What you have to do - Could you repeat the records word for word, starting at the line containing "Tag every instance of the white headscarf" and ending at the line containing "x=675 y=290", both included?

Data for processing -
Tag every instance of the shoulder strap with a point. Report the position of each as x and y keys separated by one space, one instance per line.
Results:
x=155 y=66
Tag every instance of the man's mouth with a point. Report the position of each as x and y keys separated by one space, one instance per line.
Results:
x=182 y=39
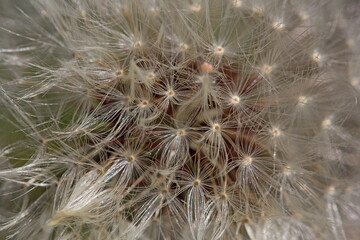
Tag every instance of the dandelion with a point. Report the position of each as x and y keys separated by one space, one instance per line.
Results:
x=190 y=119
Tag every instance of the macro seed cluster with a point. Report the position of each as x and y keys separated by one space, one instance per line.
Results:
x=219 y=119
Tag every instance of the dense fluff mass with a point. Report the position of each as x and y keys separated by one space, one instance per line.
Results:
x=220 y=119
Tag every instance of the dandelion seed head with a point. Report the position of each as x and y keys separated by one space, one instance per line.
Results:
x=247 y=161
x=181 y=132
x=219 y=51
x=206 y=67
x=316 y=56
x=216 y=127
x=183 y=47
x=135 y=119
x=138 y=44
x=267 y=69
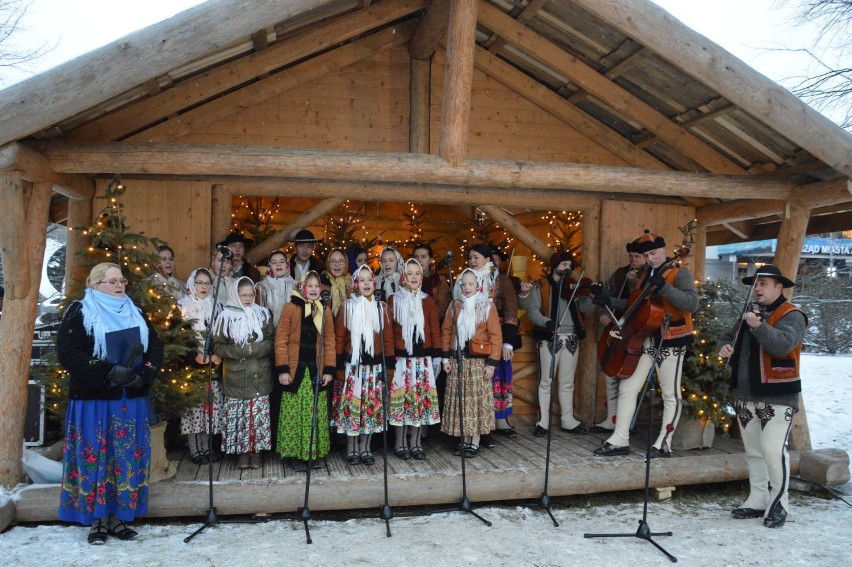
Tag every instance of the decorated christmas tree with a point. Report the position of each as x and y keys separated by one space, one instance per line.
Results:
x=180 y=385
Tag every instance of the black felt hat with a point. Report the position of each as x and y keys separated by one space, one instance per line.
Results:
x=304 y=235
x=769 y=271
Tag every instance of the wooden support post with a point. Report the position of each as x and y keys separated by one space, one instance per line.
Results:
x=455 y=111
x=519 y=231
x=284 y=235
x=79 y=215
x=22 y=242
x=787 y=256
x=220 y=214
x=419 y=122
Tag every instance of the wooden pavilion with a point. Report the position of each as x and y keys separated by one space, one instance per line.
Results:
x=612 y=108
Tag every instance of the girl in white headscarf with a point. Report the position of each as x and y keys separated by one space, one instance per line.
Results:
x=363 y=329
x=243 y=337
x=473 y=327
x=197 y=306
x=417 y=340
x=389 y=271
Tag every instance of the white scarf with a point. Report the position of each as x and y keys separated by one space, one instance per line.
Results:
x=238 y=323
x=408 y=312
x=274 y=292
x=195 y=308
x=362 y=320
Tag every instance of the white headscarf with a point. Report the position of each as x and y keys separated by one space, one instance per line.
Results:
x=362 y=320
x=389 y=283
x=195 y=308
x=238 y=323
x=474 y=310
x=408 y=310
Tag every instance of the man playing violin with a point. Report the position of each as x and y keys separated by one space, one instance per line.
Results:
x=765 y=380
x=546 y=310
x=620 y=285
x=675 y=290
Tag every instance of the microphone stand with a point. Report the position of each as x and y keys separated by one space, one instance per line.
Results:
x=305 y=511
x=644 y=531
x=544 y=501
x=212 y=518
x=385 y=512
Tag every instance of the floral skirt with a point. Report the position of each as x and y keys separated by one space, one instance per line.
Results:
x=358 y=402
x=413 y=395
x=502 y=381
x=247 y=427
x=477 y=401
x=106 y=460
x=195 y=419
x=294 y=423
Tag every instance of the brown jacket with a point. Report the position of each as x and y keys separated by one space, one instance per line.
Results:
x=431 y=345
x=344 y=342
x=486 y=333
x=291 y=356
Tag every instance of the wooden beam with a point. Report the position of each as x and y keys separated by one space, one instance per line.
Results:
x=34 y=167
x=540 y=48
x=458 y=80
x=89 y=80
x=276 y=84
x=433 y=24
x=717 y=69
x=819 y=194
x=261 y=161
x=420 y=104
x=191 y=92
x=559 y=107
x=22 y=240
x=285 y=235
x=519 y=231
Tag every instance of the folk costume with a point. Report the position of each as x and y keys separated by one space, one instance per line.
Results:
x=107 y=451
x=417 y=345
x=766 y=381
x=547 y=312
x=676 y=290
x=298 y=342
x=363 y=327
x=473 y=323
x=243 y=339
x=195 y=423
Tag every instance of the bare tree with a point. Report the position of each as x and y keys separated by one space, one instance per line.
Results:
x=830 y=88
x=12 y=13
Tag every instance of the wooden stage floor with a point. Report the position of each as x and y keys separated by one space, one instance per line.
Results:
x=513 y=470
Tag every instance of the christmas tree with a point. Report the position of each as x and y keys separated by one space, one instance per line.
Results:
x=181 y=385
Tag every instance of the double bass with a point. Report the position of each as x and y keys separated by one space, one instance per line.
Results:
x=620 y=345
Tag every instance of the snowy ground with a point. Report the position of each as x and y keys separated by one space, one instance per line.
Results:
x=818 y=530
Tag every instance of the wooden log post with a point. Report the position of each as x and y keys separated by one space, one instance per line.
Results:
x=79 y=215
x=787 y=256
x=519 y=231
x=22 y=243
x=284 y=235
x=455 y=111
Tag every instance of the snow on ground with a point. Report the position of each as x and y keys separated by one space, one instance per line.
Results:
x=818 y=531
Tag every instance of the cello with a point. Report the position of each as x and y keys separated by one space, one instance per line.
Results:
x=620 y=345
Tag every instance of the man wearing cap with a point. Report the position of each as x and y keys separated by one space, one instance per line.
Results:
x=238 y=245
x=675 y=289
x=303 y=261
x=546 y=311
x=620 y=285
x=765 y=380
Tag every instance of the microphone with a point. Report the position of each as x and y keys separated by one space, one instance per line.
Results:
x=227 y=253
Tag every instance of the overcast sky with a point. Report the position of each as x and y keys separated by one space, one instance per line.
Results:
x=750 y=29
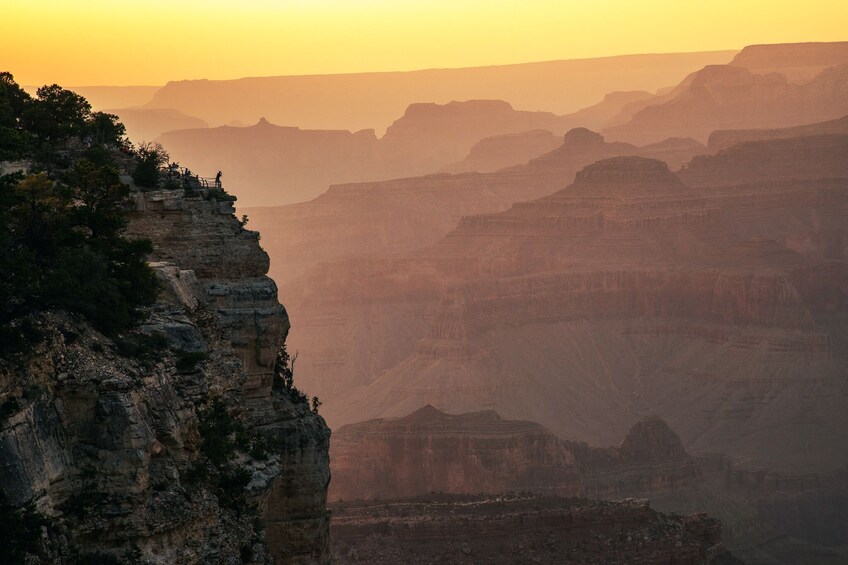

Solved exercise -
Tag every instance of the white headscarf with a point. Report the position of each as x and y keys separated by one space, one instance per line.
Results:
x=362 y=320
x=389 y=283
x=195 y=308
x=238 y=323
x=474 y=310
x=408 y=310
Tag every instance of the man playing violin with a point. Report the position of each as x and y keys separated by one space, one instance per line.
Results:
x=765 y=380
x=546 y=310
x=620 y=285
x=675 y=290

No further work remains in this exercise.